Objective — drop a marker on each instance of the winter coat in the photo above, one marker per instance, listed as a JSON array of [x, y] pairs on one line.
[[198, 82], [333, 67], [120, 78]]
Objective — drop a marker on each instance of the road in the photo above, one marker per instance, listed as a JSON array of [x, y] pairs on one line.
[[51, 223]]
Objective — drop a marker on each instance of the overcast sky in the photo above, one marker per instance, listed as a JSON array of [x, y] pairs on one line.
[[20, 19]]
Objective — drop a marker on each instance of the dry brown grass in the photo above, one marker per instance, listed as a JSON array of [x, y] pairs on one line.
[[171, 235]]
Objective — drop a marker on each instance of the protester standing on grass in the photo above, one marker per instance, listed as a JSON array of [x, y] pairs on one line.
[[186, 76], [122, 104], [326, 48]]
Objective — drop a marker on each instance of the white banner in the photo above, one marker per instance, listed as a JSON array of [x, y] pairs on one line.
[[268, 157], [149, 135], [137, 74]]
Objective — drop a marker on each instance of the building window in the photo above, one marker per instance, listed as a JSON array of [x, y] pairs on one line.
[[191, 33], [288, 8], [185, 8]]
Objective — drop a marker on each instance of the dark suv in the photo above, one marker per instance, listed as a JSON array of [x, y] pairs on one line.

********************

§ Exercise goal
Lines before the one containing "Objective — drop a marker on each instance of the overcast" are not wanted; please set down that line and every line after it through the end of the material, exactly.

§ Output of the task
Objective — drop a marker on each instance of the overcast sky in the photo above, one marker per instance, listed as a JSON array of [x, y] pairs on one line.
[[20, 19]]
Objective — drop a marker on each instance of the dry brown grass in the photo above, one marker per instance, listed as a JSON array of [x, y] pairs on one line.
[[171, 235]]
Objective — drop a marker on each instance of the protester standing on grass in the photo above, one marker per instance, listed as a JSON array of [x, y] pairs on one line.
[[186, 76], [122, 104], [326, 48]]
Objective — drop a marker on each instance of the white banner in the photo above, one marker per instance, listed as a JSON array of [x, y] pairs on one line.
[[268, 157], [149, 135], [137, 74]]
Objective — drop a marker on each instance of the building window in the photo above, one marker per instance, listed as a JSON array of [x, y] pairs on one line.
[[191, 33], [288, 8], [185, 8]]
Objective — drop a marker on each instance of the dark suv in the photo above, one marker per instance, listed as a JSON array of [x, y] pairs on one line.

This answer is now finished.